#24156 Cache FlashInfer autotune configs

原始 PR 作者 sshleifer 合并时间 2026-05-05 02:00 文件变更 1 提交数 2 评论 10 代码增减 +43 / -5

执行摘要

缓存 FlashInfer 自动调优配置

FlashInfer 的自动调优在每次服务启动时都会运行，对于需要频繁重启或部署多个实例的场景，重复调优造成了不必要的启动延迟和计算开销。通过持久化调优结果，可以显著缩短后续启动时间。

值得精读。该 PR 展示了如何通过简单的缓存机制显著优化模型初始化性能，设计上考虑了多维度缓存键和并发安全，是性能优化的良好范例。

讨论亮点

Review 中主要关注以下三点：

缓存文件命名唯一性：gemini-code-assist[bot] 和 chatgpt-codex-connector[bot] 均指出原始实现仅使用 tp_rank 会导致 PP/DP 多 worker 间文件名冲突，建议加入 pp_rank 和 dp_rank。作者接受并修复。
自动调优上下文冲突：gemini-code-assist[bot] 指出在 autotune(True, cache=...) 内再次调用 autotune()（嵌套上下文）会覆盖外部缓存配置，建议移除 _dummy_run 的 run_ctx 参数。作者采纳。
缓存键鲁棒性：gemini-code-assist[bot] 建议缓存键应包含 dtype，并使用 model_path 替代 served_model_name。作者在第一个 commit 中已使用 model_path 并包含 self.dtype。此外，Fridge003 建议补充 dp_size 和 ep_size，作者在第二个 commit 中已添加。
______________________________
> 练习任务:
1. 请从这段关于缓存 FlashInfer 自动调优配置的文字中原样抄录以包含“自动调优上下文冲突：gemini-code-assist[bot] 指出在 autotune(True, cache=...)”的词句开头、以“ep_size，作者在第二个 commit 中已添加。”结尾的部分。
2. 在这段关于缓存 FlashInfer 自动调优配置的文字中，是谁建议在缓存键中补充 dp_size 和 ep_size？
3. 请接着这段关于缓存 FlashInfer 自动调优配置的文字的最后一句往下续写。

> 所给记录:
______________________________
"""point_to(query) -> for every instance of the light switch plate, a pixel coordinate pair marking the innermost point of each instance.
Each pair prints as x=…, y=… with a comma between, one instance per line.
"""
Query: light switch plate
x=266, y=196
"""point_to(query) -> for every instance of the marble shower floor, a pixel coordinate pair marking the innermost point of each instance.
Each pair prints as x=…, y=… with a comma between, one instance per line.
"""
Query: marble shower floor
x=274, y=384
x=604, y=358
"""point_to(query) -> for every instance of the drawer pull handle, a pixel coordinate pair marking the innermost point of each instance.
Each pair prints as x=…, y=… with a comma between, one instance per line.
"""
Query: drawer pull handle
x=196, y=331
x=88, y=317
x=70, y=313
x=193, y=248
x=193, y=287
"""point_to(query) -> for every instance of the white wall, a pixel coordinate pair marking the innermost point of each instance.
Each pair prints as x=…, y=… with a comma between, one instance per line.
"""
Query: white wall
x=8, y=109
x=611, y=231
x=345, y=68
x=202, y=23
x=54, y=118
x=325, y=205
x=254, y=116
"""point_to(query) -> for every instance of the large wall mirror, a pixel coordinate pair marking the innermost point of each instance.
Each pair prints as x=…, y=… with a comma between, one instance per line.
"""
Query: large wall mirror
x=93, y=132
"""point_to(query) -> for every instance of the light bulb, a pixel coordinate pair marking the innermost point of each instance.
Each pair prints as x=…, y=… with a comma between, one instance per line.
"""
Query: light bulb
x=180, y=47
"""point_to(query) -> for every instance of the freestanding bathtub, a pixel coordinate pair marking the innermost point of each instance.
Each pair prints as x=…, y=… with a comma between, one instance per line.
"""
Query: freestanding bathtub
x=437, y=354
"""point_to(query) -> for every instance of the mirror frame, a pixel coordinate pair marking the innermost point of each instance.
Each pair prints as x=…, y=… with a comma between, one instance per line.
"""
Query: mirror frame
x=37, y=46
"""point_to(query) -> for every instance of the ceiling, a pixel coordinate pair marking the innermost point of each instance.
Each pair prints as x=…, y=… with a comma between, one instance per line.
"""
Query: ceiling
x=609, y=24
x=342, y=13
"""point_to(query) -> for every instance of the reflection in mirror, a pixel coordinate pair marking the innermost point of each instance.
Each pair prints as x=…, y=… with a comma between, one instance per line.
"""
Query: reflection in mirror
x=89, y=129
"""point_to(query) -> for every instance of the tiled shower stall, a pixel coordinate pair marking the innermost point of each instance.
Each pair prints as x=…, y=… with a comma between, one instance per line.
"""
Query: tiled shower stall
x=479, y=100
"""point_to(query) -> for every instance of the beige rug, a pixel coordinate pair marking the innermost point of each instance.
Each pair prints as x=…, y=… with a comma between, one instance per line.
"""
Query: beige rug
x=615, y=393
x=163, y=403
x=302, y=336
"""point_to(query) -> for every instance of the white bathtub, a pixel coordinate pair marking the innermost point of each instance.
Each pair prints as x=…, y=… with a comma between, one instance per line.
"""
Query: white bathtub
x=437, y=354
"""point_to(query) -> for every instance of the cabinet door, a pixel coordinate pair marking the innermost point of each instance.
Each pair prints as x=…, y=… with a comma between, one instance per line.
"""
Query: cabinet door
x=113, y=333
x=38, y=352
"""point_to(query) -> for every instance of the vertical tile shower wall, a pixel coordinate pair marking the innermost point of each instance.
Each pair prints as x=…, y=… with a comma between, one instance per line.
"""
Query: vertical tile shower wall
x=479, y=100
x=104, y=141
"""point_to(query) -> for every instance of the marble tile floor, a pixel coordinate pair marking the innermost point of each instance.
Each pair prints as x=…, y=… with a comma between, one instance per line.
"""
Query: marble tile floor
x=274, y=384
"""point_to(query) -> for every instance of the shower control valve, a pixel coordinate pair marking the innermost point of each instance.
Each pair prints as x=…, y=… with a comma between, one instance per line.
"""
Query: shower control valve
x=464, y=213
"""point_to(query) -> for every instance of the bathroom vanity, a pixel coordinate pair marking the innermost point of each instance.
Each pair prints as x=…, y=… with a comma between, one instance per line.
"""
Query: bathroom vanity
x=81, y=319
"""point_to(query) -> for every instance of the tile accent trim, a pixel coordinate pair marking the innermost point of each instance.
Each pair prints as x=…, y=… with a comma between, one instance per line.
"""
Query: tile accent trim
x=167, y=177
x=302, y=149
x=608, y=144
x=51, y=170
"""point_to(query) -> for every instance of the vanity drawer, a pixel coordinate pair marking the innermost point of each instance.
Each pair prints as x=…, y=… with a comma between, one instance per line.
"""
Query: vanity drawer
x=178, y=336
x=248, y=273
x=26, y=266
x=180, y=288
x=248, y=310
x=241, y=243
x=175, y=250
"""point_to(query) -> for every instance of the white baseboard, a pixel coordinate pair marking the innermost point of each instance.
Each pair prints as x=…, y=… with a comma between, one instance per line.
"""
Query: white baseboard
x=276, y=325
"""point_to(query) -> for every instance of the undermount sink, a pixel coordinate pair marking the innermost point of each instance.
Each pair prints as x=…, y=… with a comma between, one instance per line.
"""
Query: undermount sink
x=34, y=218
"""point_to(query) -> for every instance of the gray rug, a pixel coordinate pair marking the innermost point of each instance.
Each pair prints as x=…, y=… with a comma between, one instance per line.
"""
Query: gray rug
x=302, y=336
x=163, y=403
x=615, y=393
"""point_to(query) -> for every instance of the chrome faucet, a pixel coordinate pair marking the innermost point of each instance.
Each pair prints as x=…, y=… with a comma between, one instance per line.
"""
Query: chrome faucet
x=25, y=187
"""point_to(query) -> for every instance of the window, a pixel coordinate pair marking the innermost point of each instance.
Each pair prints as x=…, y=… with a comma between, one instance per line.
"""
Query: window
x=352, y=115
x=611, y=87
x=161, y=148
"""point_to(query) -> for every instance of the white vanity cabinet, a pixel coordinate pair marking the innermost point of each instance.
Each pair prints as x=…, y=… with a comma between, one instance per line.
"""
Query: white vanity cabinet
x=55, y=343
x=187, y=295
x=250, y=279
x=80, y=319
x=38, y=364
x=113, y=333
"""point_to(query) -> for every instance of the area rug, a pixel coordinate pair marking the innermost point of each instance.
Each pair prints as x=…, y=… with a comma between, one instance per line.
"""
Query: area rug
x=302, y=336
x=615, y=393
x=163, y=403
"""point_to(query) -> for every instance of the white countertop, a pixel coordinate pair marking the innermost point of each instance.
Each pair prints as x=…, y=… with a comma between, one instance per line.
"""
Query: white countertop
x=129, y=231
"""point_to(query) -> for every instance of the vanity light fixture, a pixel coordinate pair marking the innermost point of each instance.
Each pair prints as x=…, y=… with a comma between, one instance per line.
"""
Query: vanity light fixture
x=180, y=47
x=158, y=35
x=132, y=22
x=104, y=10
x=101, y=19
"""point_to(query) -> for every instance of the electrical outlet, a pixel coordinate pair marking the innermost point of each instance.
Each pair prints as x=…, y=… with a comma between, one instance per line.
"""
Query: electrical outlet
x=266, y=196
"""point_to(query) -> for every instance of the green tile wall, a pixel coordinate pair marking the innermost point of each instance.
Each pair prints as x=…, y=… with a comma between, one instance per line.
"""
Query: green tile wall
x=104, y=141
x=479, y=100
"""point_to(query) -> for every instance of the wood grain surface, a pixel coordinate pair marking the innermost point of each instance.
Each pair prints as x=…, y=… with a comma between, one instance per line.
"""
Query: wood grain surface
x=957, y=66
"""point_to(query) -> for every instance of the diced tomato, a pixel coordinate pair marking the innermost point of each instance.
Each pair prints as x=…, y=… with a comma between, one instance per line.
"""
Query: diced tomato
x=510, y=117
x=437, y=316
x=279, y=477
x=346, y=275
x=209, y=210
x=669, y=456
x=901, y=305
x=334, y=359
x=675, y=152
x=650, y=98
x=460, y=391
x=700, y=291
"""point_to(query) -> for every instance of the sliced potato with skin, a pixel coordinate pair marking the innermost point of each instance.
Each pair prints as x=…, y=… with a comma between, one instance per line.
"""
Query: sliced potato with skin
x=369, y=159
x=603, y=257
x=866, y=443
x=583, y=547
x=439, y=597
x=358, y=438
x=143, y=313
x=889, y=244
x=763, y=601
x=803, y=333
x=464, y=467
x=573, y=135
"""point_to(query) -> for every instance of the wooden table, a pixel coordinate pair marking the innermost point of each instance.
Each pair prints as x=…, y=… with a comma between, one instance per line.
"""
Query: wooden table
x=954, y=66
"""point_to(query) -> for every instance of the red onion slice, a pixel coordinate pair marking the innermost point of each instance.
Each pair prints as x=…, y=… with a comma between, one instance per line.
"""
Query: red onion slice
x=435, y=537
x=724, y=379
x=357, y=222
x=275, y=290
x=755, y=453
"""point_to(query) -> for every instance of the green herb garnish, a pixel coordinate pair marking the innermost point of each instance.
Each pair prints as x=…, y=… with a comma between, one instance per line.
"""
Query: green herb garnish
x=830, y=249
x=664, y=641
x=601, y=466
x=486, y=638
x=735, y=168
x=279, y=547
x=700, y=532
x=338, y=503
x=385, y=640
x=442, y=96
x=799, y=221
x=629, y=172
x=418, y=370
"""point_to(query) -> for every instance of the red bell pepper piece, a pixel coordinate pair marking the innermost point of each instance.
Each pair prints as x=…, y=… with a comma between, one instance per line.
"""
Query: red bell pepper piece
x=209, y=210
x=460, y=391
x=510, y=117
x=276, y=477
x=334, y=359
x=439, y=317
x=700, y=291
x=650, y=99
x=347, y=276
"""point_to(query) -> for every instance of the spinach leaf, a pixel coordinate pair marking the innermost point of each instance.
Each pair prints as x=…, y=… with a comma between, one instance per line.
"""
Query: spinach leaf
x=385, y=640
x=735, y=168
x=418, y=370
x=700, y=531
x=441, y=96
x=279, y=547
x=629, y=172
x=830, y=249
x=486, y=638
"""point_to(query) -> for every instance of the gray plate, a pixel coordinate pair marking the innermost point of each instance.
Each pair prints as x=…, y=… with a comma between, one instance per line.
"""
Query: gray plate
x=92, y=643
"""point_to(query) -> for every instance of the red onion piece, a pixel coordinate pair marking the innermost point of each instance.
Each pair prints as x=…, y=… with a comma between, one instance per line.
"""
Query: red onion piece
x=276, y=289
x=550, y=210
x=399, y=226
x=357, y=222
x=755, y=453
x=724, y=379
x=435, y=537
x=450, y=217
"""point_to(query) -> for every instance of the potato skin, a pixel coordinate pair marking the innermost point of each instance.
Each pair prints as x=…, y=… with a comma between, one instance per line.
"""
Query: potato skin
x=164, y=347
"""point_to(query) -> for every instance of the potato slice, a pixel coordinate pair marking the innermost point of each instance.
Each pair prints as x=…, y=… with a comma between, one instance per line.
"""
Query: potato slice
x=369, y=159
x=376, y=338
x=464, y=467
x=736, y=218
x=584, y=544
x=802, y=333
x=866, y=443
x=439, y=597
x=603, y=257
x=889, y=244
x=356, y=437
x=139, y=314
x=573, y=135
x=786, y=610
______________________________
> 参考答案:
1.
自动调优上下文冲突：gemini-code-assist[bot] 指出在 autotune(True, cache=...) 内再次调用 autotune()（嵌套上下文）会覆盖外部缓存配置，建议移除 _dummy_run 的 run_ctx 参数。作者采纳。
缓存键鲁棒性：gemini-code-assist[bot] 建议缓存键应包含 dtype，并使用 model_path 替代 served_model_name。作者在第一个 commit 中已使用 model_path 并包含 self.dtype。此外，Fridge003 建议补充 dp_size 和 ep_size，作者在第二个 commit 中已添加。

2. 提出这一建议的是 Fridge003。

3.
实现拆解

新增 _flashinfer_autotune_cache_path 方法：在 model_runner.py 中定义，用于计算缓存路径。该方法收集 model_path、dtype、quantization、moe_runner_backend、tp_size、pp_size、dp_size、moe_ep_size 以及 hf_config.__class__.__name__ 作为缓存键的组成部分，并通过 SHA-256 哈希缩短至 16 字符。缓存目录位于 SGLANG_CACHE_DIR/flashinfer/autotune/<flashinfer_version>/<arch>/<cache_key>/，文件名包含 tp_rank、pp_rank、dp_rank，确保不同 rank 的缓存文件独立。
修改 _flashinfer_autotune 方法：将 autotune() 上下文管理器的调用改为 autotune(True, cache=str(cache_path))，并移除了 _dummy_run 中的 run_ctx 参数，避免嵌套上下文冲突。
新增导入和属性：引入了 hashlib、pathlib.Path 模块，并在 __init__ 中显式存储 self.dp_rank（之前未保存）。
缓存键的迭代优化：根据 review 反馈，在第二个 commit 中将 dp_size 和 moe_ep_size 也加入了缓存键，确保 DP/EP 配置不同时缓存隔离。

文件	模块	状态	重要度
`python/sglang/srt/model_executor/model_runner.py`	模型运行器	modified	7.33

关键符号

_flashinfer_autotune_cache_path _flashinfer_autotune

关键源码片段

python/sglang/srt/model_executor/model_runner.py core-logic

核心变更文件，新增 `_flashinfer_autotune_cache_path` 方法并修改 `_flashinfer_autotune` 以支持缓存。

# python/sglang/srt/model_executor/model_runner.py

def _flashinfer_autotune_cache_path(self) -> Path:
    """构建 FlashInfer 自动调优缓存路径。

    缓存键包含模型路径、数据类型、量化方式、MoE 后端、
    并行尺寸（TP/PP/DP/EP）和配置类名，
    确保不同配置之间的缓存隔离。
    文件名包含 TP/PP/DP rank，避免多进程冲突。
    """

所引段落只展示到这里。